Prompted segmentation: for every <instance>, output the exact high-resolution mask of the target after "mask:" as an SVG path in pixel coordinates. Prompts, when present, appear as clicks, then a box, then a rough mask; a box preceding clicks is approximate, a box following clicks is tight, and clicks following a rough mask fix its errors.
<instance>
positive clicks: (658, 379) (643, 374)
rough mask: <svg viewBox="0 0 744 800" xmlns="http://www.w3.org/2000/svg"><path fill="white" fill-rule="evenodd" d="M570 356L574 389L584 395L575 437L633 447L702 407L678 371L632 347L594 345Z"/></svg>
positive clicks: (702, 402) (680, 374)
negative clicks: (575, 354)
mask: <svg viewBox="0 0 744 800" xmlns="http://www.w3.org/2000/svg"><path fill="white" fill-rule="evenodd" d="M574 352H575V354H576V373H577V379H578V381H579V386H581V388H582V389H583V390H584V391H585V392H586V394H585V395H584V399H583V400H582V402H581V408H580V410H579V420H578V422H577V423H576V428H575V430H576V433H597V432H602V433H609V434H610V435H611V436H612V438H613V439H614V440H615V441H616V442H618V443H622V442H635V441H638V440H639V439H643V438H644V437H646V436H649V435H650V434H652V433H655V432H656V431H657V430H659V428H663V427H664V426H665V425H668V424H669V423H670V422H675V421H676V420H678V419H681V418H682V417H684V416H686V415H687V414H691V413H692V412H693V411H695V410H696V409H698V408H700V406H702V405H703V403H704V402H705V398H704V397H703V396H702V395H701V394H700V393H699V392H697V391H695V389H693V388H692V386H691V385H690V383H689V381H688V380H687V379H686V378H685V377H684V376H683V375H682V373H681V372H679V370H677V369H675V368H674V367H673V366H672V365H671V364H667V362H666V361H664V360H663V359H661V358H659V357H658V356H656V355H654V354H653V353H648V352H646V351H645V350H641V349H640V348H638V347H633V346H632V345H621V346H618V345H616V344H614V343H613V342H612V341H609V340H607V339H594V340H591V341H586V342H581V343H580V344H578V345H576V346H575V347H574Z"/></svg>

# Work task:
Please rewrite the rows above with "rough mask" swapped for "coarse mask" at every occurrence, leaving everything else unchanged.

# Exercise output:
Prompted segmentation: for every <instance>, output the exact high-resolution mask of the target after "mask:" as an SVG path in pixel coordinates. Prompts, when present, appear as clicks, then a box, then a coarse mask; a box preceding clicks is approximate, a box following clicks is tight, and clicks following a coarse mask fix its errors.
<instance>
positive clicks: (658, 379) (643, 374)
coarse mask: <svg viewBox="0 0 744 800" xmlns="http://www.w3.org/2000/svg"><path fill="white" fill-rule="evenodd" d="M570 356L574 389L584 395L575 437L633 447L702 407L678 371L632 347L594 345Z"/></svg>
positive clicks: (702, 402) (680, 374)
negative clicks: (575, 354)
mask: <svg viewBox="0 0 744 800" xmlns="http://www.w3.org/2000/svg"><path fill="white" fill-rule="evenodd" d="M574 352H575V354H576V373H577V379H578V381H579V386H581V388H582V389H583V390H584V391H585V392H586V394H585V395H584V399H583V400H582V402H581V408H580V410H579V420H578V422H577V423H576V428H575V430H576V433H597V432H602V433H609V434H610V435H611V436H612V438H613V439H614V440H615V441H616V442H618V443H622V442H635V441H638V440H639V439H643V438H644V437H646V436H649V435H650V434H652V433H655V432H656V431H657V430H659V428H663V427H664V426H665V425H668V424H669V423H670V422H675V421H676V420H678V419H681V418H682V417H684V416H686V415H687V414H691V413H692V412H693V411H695V410H696V409H698V408H700V406H702V405H703V403H704V402H705V398H704V397H703V396H702V395H701V394H700V393H699V392H697V391H695V389H693V388H692V386H691V385H690V383H689V381H688V380H687V379H686V378H685V377H684V376H683V375H682V373H681V372H679V370H677V369H675V368H674V367H673V366H672V365H671V364H667V362H666V361H664V360H663V359H661V358H659V357H658V356H656V355H654V354H653V353H648V352H646V351H645V350H641V349H640V348H638V347H633V346H632V345H621V346H618V345H616V344H614V343H613V342H612V341H609V340H607V339H594V340H591V341H586V342H581V343H580V344H578V345H576V346H575V347H574Z"/></svg>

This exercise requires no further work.